So I don’t believe she is feeling the way I am now, wherever she went, and I am glad for that. I think all I can do is accept that she left, and feel gratitude for the time I had with her. Rebecca was a crisp full breath of life for me over the past 6 months, a sparkling light in the right direction. Her vibrant method of living, her unlimited generosity and reach lifted me out of darkness over and over again these past 6 months. I marveled at her, how nourishing she was to all who loved her, and at how she loved - it was vast, broad strokes of azure, fierce reds, and golden yellows and oranges. The way she loved was as singularly unique as the blossoms of her Night Blooming Cerius.

How lucky I was to witness the grace of Rebecca.

Aug 29, 2014

Recovery...

So, June was not my last court date. How nice if it had been. In two months, I will have been in the criminal court system for two years for a crime I did not commit.

I had the ambitious idea of writing a blog about the experience while I went through it - describing each step, including what led me there. But writing about mental illness while mentally ill turned out to be rather unrealistic.

Part of the issue with complex PTSD is triggering- it causes flashbacks, for one thing, and for the first 8 months after the trauma that finally knocked me over, I had to be medicated to stop them with a drug called Seraquel. So attempting to write about the very things that were making me worse, generating my sense of powerlessness, perpetuating my sense of hopelessness, and leading me to plan and attempt my suicide, was just a bit triggering (to say the least).

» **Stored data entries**

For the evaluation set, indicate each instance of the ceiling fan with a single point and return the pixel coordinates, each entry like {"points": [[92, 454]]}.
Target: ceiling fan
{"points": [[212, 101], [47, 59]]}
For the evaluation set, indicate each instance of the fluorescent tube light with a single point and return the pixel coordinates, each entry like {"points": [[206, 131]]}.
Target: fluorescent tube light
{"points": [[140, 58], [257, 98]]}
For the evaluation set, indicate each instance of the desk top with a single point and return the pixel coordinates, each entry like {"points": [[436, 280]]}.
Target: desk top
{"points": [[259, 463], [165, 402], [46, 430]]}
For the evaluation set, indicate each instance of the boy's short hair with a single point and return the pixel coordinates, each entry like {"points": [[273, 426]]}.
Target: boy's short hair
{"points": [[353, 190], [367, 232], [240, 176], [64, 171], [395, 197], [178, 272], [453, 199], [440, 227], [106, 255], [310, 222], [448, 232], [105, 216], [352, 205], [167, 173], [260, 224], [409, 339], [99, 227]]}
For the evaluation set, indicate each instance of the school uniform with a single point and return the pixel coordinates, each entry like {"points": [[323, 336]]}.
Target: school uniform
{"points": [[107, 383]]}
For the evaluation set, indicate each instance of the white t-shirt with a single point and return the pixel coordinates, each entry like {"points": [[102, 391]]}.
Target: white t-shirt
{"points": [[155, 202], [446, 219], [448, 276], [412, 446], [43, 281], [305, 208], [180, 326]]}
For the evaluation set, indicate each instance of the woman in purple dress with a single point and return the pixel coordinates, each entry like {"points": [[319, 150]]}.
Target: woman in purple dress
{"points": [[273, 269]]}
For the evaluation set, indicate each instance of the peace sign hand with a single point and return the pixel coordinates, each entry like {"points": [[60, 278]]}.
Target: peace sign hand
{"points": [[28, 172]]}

» **REQUIRED ACTION**
Return the part of the blog passage starting with "Recovery..." and going on through "did not commit.". These items have no connection to the blog passage.

» **SOLUTION TO THIS TASK**
Recovery...

So, June was not my last court date. How nice if it had been. In two months, I will have been in the criminal court system for two years for a crime I did not commit.